▼

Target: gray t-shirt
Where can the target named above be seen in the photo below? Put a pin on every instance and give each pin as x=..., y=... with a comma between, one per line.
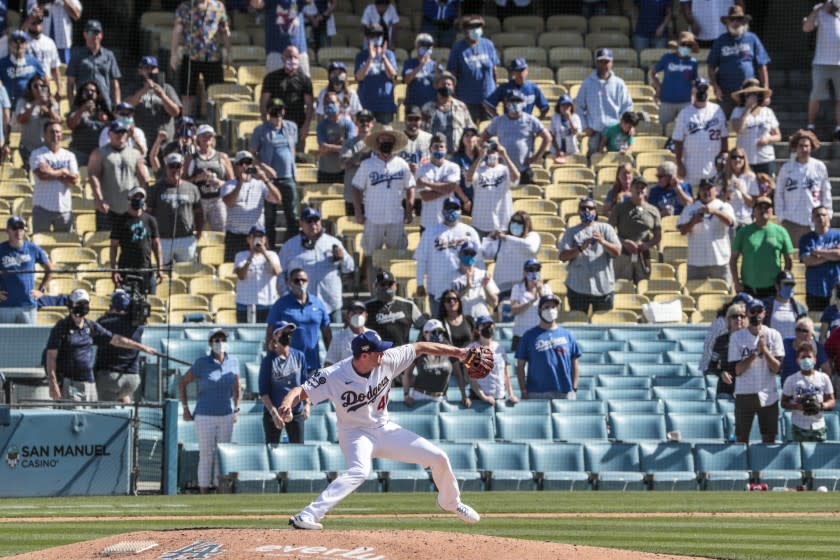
x=592, y=272
x=173, y=208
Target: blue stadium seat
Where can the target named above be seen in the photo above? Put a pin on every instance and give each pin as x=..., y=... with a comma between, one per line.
x=632, y=426
x=679, y=394
x=651, y=406
x=776, y=464
x=722, y=466
x=333, y=462
x=697, y=427
x=422, y=424
x=298, y=467
x=821, y=462
x=245, y=468
x=614, y=466
x=506, y=466
x=624, y=382
x=558, y=466
x=521, y=427
x=397, y=476
x=455, y=426
x=669, y=465
x=578, y=407
x=464, y=464
x=577, y=426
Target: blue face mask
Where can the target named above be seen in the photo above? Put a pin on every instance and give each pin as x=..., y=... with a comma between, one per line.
x=450, y=216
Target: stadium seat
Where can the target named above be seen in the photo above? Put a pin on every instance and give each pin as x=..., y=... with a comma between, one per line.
x=245, y=468
x=506, y=466
x=614, y=466
x=722, y=466
x=669, y=466
x=558, y=466
x=634, y=426
x=298, y=467
x=776, y=464
x=578, y=426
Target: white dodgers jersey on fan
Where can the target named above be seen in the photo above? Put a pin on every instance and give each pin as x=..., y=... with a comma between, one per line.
x=360, y=401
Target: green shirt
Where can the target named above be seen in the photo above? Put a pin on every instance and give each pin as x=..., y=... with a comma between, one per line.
x=762, y=249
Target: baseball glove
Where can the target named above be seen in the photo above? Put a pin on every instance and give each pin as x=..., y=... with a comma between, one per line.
x=811, y=406
x=479, y=361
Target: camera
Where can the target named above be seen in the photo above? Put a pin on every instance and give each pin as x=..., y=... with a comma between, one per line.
x=139, y=309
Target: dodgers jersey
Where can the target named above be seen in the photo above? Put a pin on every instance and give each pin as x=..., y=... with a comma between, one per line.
x=360, y=401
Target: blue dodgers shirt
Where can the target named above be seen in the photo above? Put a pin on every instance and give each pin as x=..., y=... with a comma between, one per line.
x=309, y=318
x=820, y=279
x=473, y=65
x=678, y=75
x=17, y=267
x=530, y=92
x=376, y=91
x=216, y=381
x=549, y=355
x=279, y=375
x=736, y=59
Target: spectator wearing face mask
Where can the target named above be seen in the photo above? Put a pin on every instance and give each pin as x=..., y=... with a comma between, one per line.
x=590, y=248
x=355, y=317
x=282, y=368
x=308, y=312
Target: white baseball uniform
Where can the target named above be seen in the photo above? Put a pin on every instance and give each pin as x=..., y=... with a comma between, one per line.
x=364, y=430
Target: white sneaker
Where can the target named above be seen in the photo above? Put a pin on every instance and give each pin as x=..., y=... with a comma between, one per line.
x=299, y=522
x=467, y=514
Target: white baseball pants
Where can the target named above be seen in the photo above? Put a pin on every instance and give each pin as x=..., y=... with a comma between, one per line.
x=391, y=442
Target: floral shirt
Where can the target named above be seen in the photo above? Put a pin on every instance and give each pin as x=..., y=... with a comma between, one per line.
x=202, y=29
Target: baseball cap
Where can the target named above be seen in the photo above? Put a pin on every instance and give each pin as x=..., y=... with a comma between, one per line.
x=310, y=213
x=281, y=326
x=242, y=155
x=205, y=129
x=369, y=342
x=432, y=324
x=385, y=277
x=78, y=295
x=15, y=222
x=603, y=54
x=484, y=320
x=93, y=25
x=118, y=126
x=217, y=332
x=785, y=277
x=150, y=61
x=517, y=64
x=120, y=300
x=173, y=159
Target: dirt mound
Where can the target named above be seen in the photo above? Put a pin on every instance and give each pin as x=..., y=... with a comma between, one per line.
x=288, y=544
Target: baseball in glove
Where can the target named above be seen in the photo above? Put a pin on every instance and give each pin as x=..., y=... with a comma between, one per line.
x=811, y=406
x=479, y=361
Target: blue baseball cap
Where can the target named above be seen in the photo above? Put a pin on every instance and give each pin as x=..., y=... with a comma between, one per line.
x=281, y=326
x=120, y=300
x=369, y=342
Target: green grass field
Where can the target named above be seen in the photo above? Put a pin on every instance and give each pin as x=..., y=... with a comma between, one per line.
x=806, y=527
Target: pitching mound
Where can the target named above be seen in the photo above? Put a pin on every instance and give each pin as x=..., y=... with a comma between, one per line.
x=290, y=544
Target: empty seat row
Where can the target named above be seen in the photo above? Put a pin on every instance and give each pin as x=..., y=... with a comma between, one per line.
x=542, y=466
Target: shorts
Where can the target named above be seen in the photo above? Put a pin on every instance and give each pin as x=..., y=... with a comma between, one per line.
x=190, y=69
x=821, y=75
x=391, y=235
x=116, y=385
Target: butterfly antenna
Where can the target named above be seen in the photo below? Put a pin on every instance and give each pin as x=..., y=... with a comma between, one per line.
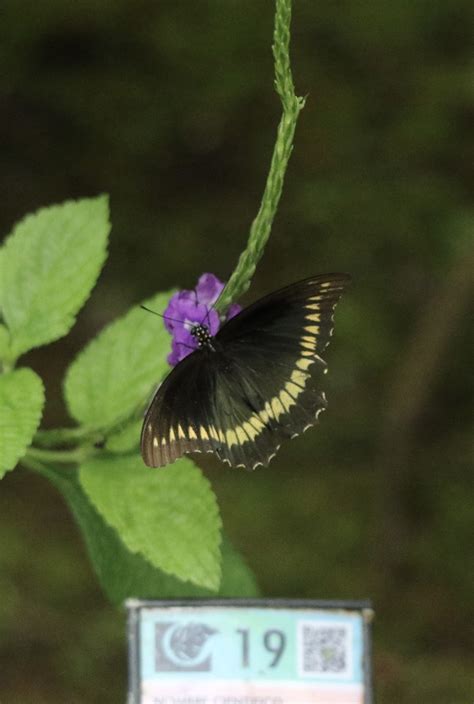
x=165, y=317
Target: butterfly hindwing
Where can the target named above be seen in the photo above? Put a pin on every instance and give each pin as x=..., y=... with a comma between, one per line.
x=259, y=384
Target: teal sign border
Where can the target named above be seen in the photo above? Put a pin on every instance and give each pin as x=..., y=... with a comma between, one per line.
x=136, y=606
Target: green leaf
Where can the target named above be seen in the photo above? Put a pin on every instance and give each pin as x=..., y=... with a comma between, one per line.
x=123, y=574
x=21, y=403
x=112, y=376
x=126, y=439
x=168, y=516
x=4, y=342
x=50, y=263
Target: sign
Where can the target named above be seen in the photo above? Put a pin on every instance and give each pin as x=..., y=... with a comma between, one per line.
x=249, y=652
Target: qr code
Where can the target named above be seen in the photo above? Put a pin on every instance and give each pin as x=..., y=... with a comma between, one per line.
x=325, y=648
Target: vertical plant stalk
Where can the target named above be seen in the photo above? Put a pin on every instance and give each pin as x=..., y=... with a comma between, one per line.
x=292, y=105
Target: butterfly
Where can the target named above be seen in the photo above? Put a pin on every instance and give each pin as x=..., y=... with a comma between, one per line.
x=252, y=385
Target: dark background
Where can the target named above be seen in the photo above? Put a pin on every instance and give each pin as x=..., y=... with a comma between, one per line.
x=168, y=106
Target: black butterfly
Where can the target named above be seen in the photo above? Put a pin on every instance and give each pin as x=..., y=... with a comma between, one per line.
x=253, y=384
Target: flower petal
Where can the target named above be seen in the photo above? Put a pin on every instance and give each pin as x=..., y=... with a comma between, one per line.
x=208, y=289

▲

The answer should contain all the material above, copied exactly, and no images.

Target: gray t-shirt
Where can the target named above be seen in the photo below? Put a pin on every instance and give each pin as x=..., y=... with a comma between, one per line.
x=592, y=272
x=173, y=208
Target: blue stadium seat
Where can the target named above be seen in the photo above? Put a pin on every instance and give each pin as x=..., y=... with a comma between, one per line.
x=632, y=426
x=679, y=394
x=651, y=406
x=776, y=464
x=722, y=466
x=333, y=462
x=697, y=427
x=422, y=424
x=298, y=467
x=821, y=462
x=245, y=468
x=614, y=466
x=506, y=466
x=624, y=382
x=558, y=466
x=521, y=427
x=397, y=476
x=455, y=426
x=669, y=465
x=578, y=407
x=464, y=464
x=577, y=426
Target: blue face mask
Where can the target named above be seen in the photo above? Put a pin on every instance and give each pin as x=..., y=... with a comma between, one per line.
x=450, y=216
Target: stadium seat
Where can the target named above be seen in the photo above? Put a pin on every instance and give each pin as x=..., y=... with a comma between, one per line.
x=245, y=468
x=506, y=466
x=614, y=466
x=722, y=466
x=669, y=466
x=558, y=466
x=634, y=426
x=298, y=467
x=776, y=464
x=578, y=426
Target: white dodgers jersey on fan
Where can the target named above be seen in the photo above? Put a pin on every instance and give each pin as x=..., y=... with a comma between, one per line.
x=360, y=401
Target: green shirt
Where can the target named above be seen in the photo above? Put a pin on every instance and give each pin as x=..., y=... with a comma between, one per line.
x=762, y=249
Target: baseball glove
Where can the target named above be seen in the photo above? Put a pin on every instance and give each pin as x=..., y=... with a comma between, one per line.
x=811, y=406
x=479, y=361
Target: camera
Where can the target named above be seen in the photo above? Put a pin on every instance and give each pin as x=..., y=... with a comma between, one per line.
x=139, y=309
Target: dodgers jersey
Where can the target named above be seen in the photo above? Put a pin on every instance and give each pin as x=..., y=... with a comma between, one per line.
x=360, y=401
Target: blue dodgers shirt
Where can the target named above be seen in the photo above? Put a pin on every instance and give each pin as x=..., y=... with a comma between, one per line.
x=309, y=318
x=820, y=279
x=473, y=65
x=678, y=75
x=17, y=267
x=530, y=92
x=376, y=91
x=216, y=381
x=549, y=355
x=279, y=375
x=736, y=59
Target: spectator wearing face mask
Where can the target named above be seen in the photo above? Put a pin on every instance and give each pin as x=..., y=... with a comma between, one per line.
x=590, y=248
x=355, y=317
x=282, y=368
x=308, y=312
Target: white baseball uniform
Where can the target named above be seen in the photo above? Put a pin on every instance and give each pin as x=..., y=... with a comma between, one per line.
x=364, y=430
Target: white sneaker
Where can the target named above be seen in the photo above? Put a pin on every instance and give each pin as x=..., y=... with a comma between, one per line.
x=299, y=522
x=467, y=514
Target: white baseball pants
Where can the target named above be seen in the photo above? Put a pin on every instance and give each pin as x=..., y=... with a comma between, one per line.
x=391, y=442
Target: floral shirt
Where can the target named above be seen in the photo above? Put a pin on every instance and give each pin as x=..., y=... with a comma between, one per line.
x=202, y=29
Target: baseball cap
Where can the target named above be seen in the photo above? Put a pin on every instance and give each pin as x=..., y=... with a comma between, one per line.
x=310, y=213
x=281, y=326
x=242, y=155
x=205, y=129
x=369, y=342
x=432, y=324
x=385, y=277
x=78, y=295
x=15, y=222
x=603, y=54
x=484, y=320
x=93, y=25
x=118, y=126
x=217, y=332
x=785, y=277
x=150, y=61
x=517, y=64
x=120, y=300
x=173, y=159
Target: dirt mound
Where can the target named above be seen in the photo above? Put a pin on every instance and give each pin as x=..., y=... with a comma between, one per line.
x=288, y=544
Target: baseball in glove
Where can the target named above be seen in the photo above? Put a pin on every instance and give each pin as x=..., y=... with a comma between, one per line.
x=811, y=406
x=479, y=361
Target: blue baseball cap
Where can the target named above be seen in the photo above? Put a pin on every instance and give each pin as x=..., y=... with a comma between, one per line.
x=281, y=326
x=120, y=300
x=369, y=342
Target: green grass field
Where can the target named above be seen in the photo above? Put a pin on every instance and give each pin as x=..., y=... with a comma between, one per line.
x=806, y=527
Target: pitching mound
Where can the target named above be seen in the photo above? Put a pin on every instance and give each pin as x=..., y=... with a comma between, one per line.
x=290, y=544
Target: empty seat row
Where can the target named above be seen in the photo above? Put a pin on every instance and give each pin as x=..., y=... with a comma between, one per line.
x=542, y=466
Target: shorts
Where can the target named above be seen in the photo above? Put a pin on every instance and give each pin as x=..., y=... with a comma between, one per line.
x=190, y=69
x=821, y=75
x=391, y=235
x=116, y=385
Target: butterfly antenna
Where can the target named above be seen in the photo below? Put a pin on every instance and give each pin as x=..., y=... with a comma between, one per line.
x=165, y=317
Target: butterfly hindwing
Where can the target named above be seen in the photo above? Put a pin on every instance and give each pin as x=..., y=... with a comma between, one per line.
x=259, y=384
Target: teal sign border
Where can the target named above be seen in the photo above? Put a pin on every instance and give each pin as x=..., y=... with a comma between, one per line.
x=136, y=606
Target: green leaf
Where can the target named above be seen in the photo above? Put a pin on every instance and give each pin as x=..., y=... with a comma between, one per line.
x=123, y=574
x=21, y=403
x=112, y=376
x=126, y=439
x=168, y=516
x=4, y=342
x=50, y=263
Target: sign
Where can the target named above be seen in the photo above? Put a pin on every instance and give each pin as x=..., y=... with a comma between, one per line.
x=249, y=652
Target: qr code
Where can the target named above be seen in the photo above? Put a pin on every instance and give each pin as x=..., y=... with a comma between, one per line.
x=325, y=648
Target: vertical plant stalk
Where can the target named above be seen in the photo above? Put a pin on every instance and give each pin as x=..., y=... with a comma between, one per line.
x=292, y=105
Target: butterfly
Where can the target named above be seen in the photo above? Put a pin on every instance and give each pin as x=..., y=... with a comma between, one per line.
x=252, y=385
Target: dark background
Where can the target named above be seen in the photo above? Put a pin on every instance and give each pin as x=..., y=... with a comma between, one per line.
x=168, y=106
Target: black butterfly
Where can the target named above be seen in the photo above? Put a pin on every instance and give each pin as x=..., y=... with a comma between, one per line.
x=253, y=384
Target: flower petal
Where can the target named above be seen in the photo above? Put a pin on every instance and give each pin as x=..., y=... with a comma between, one per line.
x=208, y=289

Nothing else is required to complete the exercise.